§ **TAREAS REQUERIDAS**:
A - Repite literalmente el pasaje del relato de la despedida comprendido entre "Si no, ¿a qué" y "alguien lo escuchara.", ambos incluidos.
B - Responde, según el relato de la despedida, las siguientes preguntas:
(i) ¿En qué se apoyaba él mientras caminaba entre los muebles?
(ii) ¿Qué edad de un niño remarcaba tanto?
(iii) ¿Qué revisó después quien narra?
C - Prosigue el relato de la despedida a partir de su última oración.

Si no, ¿a qué razón se debe que me hablara de viajes y jinetes insomnes y remarcando tanto en la edad de un niño de ocho a nueve años?  ¡Claro!, en ese momento yo no podía pensar jamás que con esos relatos él en realidad se estaba despidiendo, me decía adiós, caminando de uno a otro lado de su habitación.

Aunque claro, cuando me lo refería se lo notaba exaltado, vehemente, caminando febril y agitado entre los muebles, apoyándose en un bastón tronante e indetenible. Y como si hubiera estado buscando que alguien lo escuchara.

Me dejó la sensación de algo simbólico, de que había un mensaje secreto y oculto en toda esa conversación o consigna, dicha en ese estado misterioso y difuso, aunque febril, del adiós. Después he revisado sus libros para ver si este era un tema recurrente en él. Y que quizá estaba repitiendo constantemente en melopea algo que ya estaba escrito. Que quizá fuera un tópico y algo para él muy querido. Que tal vez son estampas en las cuales se recreara siempre.

§ **INFORMACIÓN EXTRAÍDA**:

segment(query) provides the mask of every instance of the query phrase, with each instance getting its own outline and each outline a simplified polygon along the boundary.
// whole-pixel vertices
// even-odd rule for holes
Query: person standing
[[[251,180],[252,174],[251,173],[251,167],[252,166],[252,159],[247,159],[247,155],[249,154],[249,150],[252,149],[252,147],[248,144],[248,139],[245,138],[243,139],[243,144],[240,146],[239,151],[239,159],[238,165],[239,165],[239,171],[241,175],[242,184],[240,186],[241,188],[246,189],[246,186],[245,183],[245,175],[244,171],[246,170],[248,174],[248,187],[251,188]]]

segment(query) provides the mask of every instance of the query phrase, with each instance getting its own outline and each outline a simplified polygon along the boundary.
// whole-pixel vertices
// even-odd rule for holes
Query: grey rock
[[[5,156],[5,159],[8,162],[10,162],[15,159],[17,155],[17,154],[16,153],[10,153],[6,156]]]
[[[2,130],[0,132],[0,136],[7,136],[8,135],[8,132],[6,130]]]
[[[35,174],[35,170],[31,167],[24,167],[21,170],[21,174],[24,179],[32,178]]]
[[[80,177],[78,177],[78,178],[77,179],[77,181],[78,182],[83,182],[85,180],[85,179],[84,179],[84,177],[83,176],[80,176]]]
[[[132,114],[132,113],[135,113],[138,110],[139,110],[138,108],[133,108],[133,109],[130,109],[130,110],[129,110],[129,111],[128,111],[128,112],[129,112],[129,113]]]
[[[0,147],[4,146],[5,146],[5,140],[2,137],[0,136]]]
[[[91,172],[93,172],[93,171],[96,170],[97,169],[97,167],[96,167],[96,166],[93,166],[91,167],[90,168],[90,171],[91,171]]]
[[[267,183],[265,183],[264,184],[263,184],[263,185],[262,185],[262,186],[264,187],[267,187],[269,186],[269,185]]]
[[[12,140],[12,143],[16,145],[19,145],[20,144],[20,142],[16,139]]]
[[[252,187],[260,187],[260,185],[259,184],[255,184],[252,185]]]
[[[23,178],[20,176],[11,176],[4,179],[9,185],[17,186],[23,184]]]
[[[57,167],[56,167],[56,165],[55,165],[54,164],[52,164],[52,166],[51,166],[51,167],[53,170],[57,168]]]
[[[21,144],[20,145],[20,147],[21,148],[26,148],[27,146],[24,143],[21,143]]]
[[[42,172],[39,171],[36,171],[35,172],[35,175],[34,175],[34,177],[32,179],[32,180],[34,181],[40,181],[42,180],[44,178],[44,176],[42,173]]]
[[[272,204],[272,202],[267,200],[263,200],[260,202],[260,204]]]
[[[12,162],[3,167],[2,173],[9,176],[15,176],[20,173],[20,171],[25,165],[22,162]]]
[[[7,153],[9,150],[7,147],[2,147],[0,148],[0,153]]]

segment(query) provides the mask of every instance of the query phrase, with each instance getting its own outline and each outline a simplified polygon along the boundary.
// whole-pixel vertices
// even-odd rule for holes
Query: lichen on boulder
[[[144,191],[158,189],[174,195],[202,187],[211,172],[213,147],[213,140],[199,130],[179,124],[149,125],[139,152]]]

§ **RESPUESTAS**:
A -
Si no, ¿a qué razón se debe que me hablara de viajes y jinetes insomnes y remarcando tanto en la edad de un niño de ocho a nueve años?  ¡Claro!, en ese momento yo no podía pensar jamás que con esos relatos él en realidad se estaba despidiendo, me decía adiós, caminando de uno a otro lado de su habitación.

Aunque claro, cuando me lo refería se lo notaba exaltado, vehemente, caminando febril y agitado entre los muebles, apoyándose en un bastón tronante e indetenible. Y como si hubiera estado buscando que alguien lo escuchara.

B -
(i) En un bastón tronante e indetenible.
(ii) De ocho a nueve años.
(iii) Sus libros.

C -
 

Festejando el cumpleaños de C. E. Zavaleta en Capulí


7. Le agradecí

conmovido

 

Pero no. ¡No hay tal anotación! No encuentro ningún desarrollo de estos temas de los cuales me habló esa tarde alucinada donde el estío tremolaba en las ventanas, ya pocos días antes de morir. Es más, no encuentro en sus libros ninguna referencia a Pío, el guía. ¿Era un personaje que lo estaba inventando en esos días?

Eso sí, recuerdo que mientras me narraba, él caminaba por su sala apurado y golpeando el suelo con el bastón, tentando ya como alma si el suelo era todavía suelo. ¡O qué! Yendo por los caminos que recreaba, obsesionado en el relato que me hacía, hundido en la imagen de algún sueño que se hacía realidad en la antesala de morir.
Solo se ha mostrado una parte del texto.